## Written instruction
Please pull out every line of the items below that contains the string "vest" and copy each one in full. Case counts when matching.
START Entries supplied
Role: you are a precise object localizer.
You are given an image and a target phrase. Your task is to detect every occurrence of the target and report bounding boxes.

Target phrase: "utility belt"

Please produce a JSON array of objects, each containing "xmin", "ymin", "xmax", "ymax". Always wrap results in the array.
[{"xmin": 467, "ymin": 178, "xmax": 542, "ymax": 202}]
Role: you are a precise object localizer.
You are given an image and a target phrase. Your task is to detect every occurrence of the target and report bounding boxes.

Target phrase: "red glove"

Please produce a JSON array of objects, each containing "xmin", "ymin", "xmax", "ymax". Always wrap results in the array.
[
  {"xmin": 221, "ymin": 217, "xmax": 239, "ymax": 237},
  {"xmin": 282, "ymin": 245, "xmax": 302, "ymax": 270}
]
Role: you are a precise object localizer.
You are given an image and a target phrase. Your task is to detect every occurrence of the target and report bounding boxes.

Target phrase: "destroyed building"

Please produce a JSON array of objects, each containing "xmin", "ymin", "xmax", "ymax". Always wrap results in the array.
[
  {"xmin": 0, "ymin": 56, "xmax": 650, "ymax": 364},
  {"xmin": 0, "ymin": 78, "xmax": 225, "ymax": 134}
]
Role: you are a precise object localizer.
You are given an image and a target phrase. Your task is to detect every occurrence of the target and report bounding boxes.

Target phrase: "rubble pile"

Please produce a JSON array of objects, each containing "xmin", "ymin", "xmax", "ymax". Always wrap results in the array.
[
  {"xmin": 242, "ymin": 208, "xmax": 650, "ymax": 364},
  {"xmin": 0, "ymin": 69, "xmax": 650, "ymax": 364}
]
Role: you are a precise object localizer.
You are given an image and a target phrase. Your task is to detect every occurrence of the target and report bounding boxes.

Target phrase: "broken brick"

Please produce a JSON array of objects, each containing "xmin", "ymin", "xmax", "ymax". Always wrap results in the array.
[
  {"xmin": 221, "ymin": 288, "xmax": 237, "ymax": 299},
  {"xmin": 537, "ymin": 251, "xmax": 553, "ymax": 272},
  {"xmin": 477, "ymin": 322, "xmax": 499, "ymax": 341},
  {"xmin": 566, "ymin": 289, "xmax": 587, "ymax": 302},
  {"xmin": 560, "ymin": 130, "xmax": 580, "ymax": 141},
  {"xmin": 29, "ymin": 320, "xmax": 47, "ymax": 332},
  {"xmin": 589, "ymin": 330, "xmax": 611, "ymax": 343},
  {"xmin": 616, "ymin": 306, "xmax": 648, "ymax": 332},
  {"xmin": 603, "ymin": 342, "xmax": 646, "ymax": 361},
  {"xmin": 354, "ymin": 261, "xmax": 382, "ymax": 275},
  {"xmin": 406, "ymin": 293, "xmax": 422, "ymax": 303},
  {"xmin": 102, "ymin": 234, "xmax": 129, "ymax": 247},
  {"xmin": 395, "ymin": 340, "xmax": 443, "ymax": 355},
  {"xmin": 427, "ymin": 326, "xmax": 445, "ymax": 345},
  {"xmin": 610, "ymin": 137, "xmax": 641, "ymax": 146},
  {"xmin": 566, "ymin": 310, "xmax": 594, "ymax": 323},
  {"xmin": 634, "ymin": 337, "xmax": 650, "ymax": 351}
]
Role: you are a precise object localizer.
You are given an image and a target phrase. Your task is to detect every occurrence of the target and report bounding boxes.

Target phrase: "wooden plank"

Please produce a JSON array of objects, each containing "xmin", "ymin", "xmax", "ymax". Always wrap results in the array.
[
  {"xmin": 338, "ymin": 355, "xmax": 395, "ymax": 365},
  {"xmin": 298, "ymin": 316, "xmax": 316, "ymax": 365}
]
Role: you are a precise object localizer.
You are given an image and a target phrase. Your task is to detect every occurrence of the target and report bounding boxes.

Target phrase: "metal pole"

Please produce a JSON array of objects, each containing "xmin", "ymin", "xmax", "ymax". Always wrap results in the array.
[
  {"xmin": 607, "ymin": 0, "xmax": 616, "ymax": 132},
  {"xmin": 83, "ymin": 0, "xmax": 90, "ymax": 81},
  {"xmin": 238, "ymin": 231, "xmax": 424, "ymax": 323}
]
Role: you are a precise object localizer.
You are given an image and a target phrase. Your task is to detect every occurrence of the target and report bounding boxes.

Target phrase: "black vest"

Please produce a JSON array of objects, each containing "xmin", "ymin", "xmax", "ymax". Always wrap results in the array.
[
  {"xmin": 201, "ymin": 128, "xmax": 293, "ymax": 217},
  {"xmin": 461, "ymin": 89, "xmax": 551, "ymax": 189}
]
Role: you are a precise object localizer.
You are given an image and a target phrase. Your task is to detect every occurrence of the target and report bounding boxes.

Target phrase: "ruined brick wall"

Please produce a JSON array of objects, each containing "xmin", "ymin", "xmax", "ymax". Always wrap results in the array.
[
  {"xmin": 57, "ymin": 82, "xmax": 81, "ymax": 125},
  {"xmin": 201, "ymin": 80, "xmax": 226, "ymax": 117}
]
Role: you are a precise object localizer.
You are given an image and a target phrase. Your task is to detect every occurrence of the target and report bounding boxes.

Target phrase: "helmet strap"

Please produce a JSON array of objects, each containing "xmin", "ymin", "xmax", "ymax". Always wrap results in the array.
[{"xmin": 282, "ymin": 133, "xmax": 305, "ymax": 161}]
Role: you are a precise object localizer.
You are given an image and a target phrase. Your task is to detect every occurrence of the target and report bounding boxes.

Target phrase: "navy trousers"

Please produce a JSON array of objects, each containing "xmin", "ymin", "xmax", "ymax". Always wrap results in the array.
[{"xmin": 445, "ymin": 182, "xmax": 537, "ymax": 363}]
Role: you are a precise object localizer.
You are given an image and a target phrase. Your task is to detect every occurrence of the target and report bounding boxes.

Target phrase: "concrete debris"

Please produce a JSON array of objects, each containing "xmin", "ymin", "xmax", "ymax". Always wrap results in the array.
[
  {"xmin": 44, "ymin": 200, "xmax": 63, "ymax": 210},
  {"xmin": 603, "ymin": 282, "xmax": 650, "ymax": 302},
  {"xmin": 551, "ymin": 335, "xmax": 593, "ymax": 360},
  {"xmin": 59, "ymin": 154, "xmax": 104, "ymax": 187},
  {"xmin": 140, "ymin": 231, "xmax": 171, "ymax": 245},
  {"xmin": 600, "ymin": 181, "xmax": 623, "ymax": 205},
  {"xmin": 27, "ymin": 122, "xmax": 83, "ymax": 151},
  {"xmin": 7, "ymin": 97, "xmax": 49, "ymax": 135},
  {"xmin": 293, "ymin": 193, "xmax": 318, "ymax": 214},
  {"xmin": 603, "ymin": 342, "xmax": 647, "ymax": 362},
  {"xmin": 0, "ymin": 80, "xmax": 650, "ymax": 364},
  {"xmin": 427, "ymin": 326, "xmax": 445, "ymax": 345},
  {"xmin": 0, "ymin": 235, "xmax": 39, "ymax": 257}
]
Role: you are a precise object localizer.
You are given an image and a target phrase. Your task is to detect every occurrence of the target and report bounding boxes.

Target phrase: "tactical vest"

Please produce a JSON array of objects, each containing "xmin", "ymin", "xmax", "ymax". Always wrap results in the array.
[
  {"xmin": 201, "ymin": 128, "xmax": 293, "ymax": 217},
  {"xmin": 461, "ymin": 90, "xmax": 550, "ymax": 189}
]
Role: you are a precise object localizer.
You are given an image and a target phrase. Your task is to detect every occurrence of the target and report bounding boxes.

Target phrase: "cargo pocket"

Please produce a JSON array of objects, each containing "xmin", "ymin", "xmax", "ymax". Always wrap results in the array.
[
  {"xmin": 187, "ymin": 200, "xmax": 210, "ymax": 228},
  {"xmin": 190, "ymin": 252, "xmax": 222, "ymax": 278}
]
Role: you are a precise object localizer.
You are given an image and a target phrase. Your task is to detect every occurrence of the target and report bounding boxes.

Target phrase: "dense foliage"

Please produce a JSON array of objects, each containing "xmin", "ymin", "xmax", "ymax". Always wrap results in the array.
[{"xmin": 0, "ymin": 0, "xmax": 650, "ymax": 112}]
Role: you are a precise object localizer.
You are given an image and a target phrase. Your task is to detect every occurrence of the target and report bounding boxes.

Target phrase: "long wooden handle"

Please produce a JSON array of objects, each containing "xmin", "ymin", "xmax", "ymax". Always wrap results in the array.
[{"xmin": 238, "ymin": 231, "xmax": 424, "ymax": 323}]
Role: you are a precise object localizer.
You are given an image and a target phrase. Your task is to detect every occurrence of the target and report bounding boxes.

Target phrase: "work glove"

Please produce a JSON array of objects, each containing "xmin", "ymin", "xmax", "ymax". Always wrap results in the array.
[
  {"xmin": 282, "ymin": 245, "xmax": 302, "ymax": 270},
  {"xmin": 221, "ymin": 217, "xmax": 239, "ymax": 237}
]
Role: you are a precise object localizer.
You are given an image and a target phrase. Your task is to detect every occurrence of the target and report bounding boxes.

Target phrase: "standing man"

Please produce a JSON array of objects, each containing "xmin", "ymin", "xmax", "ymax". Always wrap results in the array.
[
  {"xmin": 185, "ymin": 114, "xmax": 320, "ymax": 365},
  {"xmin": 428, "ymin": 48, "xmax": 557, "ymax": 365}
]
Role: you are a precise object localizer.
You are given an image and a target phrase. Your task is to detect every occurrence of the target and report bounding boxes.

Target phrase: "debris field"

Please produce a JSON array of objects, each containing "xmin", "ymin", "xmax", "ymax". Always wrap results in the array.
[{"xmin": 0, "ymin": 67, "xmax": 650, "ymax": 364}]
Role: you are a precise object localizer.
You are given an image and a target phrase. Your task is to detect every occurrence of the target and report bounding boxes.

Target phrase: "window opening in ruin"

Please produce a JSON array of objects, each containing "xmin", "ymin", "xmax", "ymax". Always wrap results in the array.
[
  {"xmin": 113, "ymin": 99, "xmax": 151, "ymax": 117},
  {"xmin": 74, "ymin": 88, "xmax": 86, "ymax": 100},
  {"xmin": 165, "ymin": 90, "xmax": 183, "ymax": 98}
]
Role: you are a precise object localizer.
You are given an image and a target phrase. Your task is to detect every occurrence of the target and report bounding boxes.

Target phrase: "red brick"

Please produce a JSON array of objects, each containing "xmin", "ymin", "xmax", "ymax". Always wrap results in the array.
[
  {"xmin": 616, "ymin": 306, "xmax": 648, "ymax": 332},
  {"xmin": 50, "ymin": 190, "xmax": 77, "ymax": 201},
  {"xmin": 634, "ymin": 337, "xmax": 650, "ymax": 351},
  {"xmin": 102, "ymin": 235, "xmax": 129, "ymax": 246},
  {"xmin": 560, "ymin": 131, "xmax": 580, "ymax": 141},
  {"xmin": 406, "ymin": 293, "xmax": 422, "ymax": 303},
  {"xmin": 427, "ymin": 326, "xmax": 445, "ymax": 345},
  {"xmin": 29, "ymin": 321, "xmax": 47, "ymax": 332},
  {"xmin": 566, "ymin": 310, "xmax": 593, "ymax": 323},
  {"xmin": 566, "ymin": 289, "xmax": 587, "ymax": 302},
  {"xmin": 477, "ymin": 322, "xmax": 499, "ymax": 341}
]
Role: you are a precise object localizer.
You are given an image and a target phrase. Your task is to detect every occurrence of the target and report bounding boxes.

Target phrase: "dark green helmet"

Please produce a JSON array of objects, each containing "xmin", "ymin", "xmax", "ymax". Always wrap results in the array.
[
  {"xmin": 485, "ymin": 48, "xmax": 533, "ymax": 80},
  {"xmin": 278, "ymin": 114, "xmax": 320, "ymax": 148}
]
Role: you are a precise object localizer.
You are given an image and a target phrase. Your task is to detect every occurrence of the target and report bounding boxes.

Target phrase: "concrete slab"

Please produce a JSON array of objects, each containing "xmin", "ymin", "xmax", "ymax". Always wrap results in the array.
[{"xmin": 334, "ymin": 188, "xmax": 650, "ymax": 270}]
END Entries supplied
## Response to this task
Target phrase: "black vest"
Target phrase: "tactical vest"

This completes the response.